* [Questions]
**a)** In the article on outpatient antibiotic use and C. diff infections, on what basis is outpatient antibiotic use called a significant risk factor for getting Clostridium difficile outside a healthcare setting? Answer in one to three sentences.
**b)** According to the article on outpatient antibiotic use and C. diff, how many patients who tested positive for C. difficile did researchers identify?
**c)** Pick up the article on outpatient antibiotic use and C. diff infections after its last sentence and continue it.
** Opening Text block **
Outpatient antibiotic use linked to C. diff infections

Antibiotic use in the outpatient setting is a significant risk factor for contracting Clostridium difficile outside of a healthcare environment, according to a study published in the journal Open Forum Infectious Disease.

For the study, researchers used CDC C. difficile surveillance data to identify 226 patients who tested positive for C. difficile between 2014 and 2015. Selected participants had either tested positive for the infection as an outpatient or within three days of hospitalization, and had also not experienced an overnight stay in a healthcare facility in the previous 12 weeks. Researchers interviewed these patients on their health, medication use, recent healthcare visits, household exposures and diet. Additionally, researchers matched each patient with a healthy control with comparable demographics and conducted the same survey with these participants.
** Closing Text block **
** Opening Material shown block **
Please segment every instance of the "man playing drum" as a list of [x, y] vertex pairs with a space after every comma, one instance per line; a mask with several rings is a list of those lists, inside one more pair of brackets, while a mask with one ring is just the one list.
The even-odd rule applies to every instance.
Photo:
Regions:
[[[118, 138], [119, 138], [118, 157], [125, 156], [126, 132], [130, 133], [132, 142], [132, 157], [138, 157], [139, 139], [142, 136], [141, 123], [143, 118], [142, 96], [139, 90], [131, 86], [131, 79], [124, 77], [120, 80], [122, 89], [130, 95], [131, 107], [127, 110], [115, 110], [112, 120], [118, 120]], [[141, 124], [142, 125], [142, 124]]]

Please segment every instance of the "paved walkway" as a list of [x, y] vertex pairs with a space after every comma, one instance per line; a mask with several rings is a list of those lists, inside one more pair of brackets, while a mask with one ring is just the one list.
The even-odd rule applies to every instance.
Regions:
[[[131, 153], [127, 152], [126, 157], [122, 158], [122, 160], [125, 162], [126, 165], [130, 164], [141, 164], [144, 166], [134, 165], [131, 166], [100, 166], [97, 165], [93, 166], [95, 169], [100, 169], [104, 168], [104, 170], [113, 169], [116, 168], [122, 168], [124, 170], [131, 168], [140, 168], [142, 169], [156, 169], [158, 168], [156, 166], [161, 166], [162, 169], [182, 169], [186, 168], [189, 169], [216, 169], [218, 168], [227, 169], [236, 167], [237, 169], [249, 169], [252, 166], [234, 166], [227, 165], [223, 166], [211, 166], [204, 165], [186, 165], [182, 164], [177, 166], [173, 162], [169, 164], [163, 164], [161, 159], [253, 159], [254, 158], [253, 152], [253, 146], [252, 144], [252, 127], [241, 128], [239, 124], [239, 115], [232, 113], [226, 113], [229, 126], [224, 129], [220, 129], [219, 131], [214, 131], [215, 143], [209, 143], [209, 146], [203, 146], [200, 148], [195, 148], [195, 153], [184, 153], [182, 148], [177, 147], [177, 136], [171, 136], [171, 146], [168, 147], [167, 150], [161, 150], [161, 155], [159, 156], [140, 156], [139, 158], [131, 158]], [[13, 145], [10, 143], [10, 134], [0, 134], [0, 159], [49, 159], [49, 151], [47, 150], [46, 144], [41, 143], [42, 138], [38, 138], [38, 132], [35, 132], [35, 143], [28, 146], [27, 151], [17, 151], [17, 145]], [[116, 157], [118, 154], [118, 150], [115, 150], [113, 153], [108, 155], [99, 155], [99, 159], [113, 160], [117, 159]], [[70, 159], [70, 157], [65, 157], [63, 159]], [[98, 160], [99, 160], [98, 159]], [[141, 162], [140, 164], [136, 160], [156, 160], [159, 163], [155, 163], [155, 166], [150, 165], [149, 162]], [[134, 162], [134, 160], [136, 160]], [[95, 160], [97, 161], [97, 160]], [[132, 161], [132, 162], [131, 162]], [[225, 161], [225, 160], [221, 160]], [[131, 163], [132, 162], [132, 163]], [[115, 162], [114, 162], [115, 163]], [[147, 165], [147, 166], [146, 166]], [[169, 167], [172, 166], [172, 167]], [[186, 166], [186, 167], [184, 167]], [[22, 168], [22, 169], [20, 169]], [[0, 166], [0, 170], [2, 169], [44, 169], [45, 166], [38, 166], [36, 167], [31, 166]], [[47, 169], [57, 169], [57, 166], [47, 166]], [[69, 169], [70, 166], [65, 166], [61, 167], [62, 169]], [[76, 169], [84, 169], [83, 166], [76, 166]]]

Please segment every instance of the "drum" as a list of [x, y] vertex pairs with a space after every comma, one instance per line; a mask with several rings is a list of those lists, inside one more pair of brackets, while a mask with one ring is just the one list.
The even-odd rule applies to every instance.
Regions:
** Closing Material shown block **
* [Answers by item]
**a)** The article bases the claim on a study published in the journal Open Forum Infectious Disease. In that study, researchers used CDC C. difficile surveillance data to find patients who tested positive and interviewed them. They also ran the same survey with matched healthy controls.

**b)** 226 patients, who tested positive between 2014 and 2015.

**c)**
Researchers found higher rates of outpatient health services and antibiotic use among the C. difficile-infected cohort compared to participants who'd not experienced an infection. Eighty-two percent of those who experienced an infection reported a prior outpatient visit and 62 percent reported antibiotic use. For the control group, 58 percent reported an outpatient visit and 10 percent reported antibiotic use. Additionally, researchers found a visit to the emergency department to be associated with an increased risk of C. difficile infection independent of antibiotic use.

"There's a lot of work that needs to be done in terms of improving outpatient prescribing practices and making sure that providers are appropriately prescribing antibiotics," said Alice Guh, MD, a medical officer with the CDC and one of the study's authors. "Healthcare associated C. difficile infection is still a huge burden, but there is increasingly more recognition that community-associated C. difficile can occur. Outpatient antibiotic use is a risk factor, and we need to improve antibiotic stewardship not just in inpatient settings but also outpatient settings."